> [Work required] Copy every line of the material below word for word, leaving out the pictures.

> [Source data]
▼
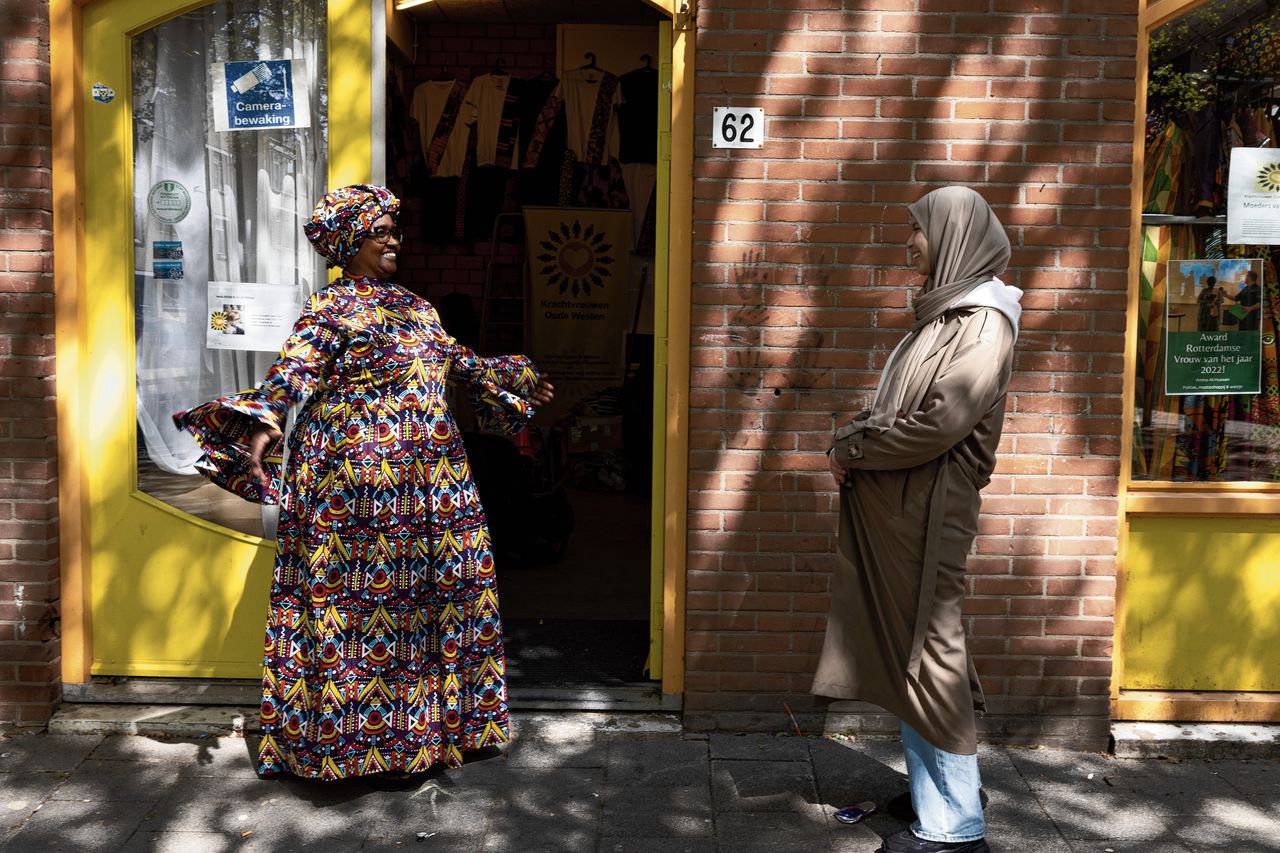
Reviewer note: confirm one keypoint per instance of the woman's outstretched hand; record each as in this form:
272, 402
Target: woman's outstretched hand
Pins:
261, 439
543, 393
▲
> [Completed task]
Reviewer note: confirm one keypoint per instance of the woman's outstretched hand; record each as in this form:
272, 402
Target: woman's outstretched hand
Pins:
261, 439
543, 393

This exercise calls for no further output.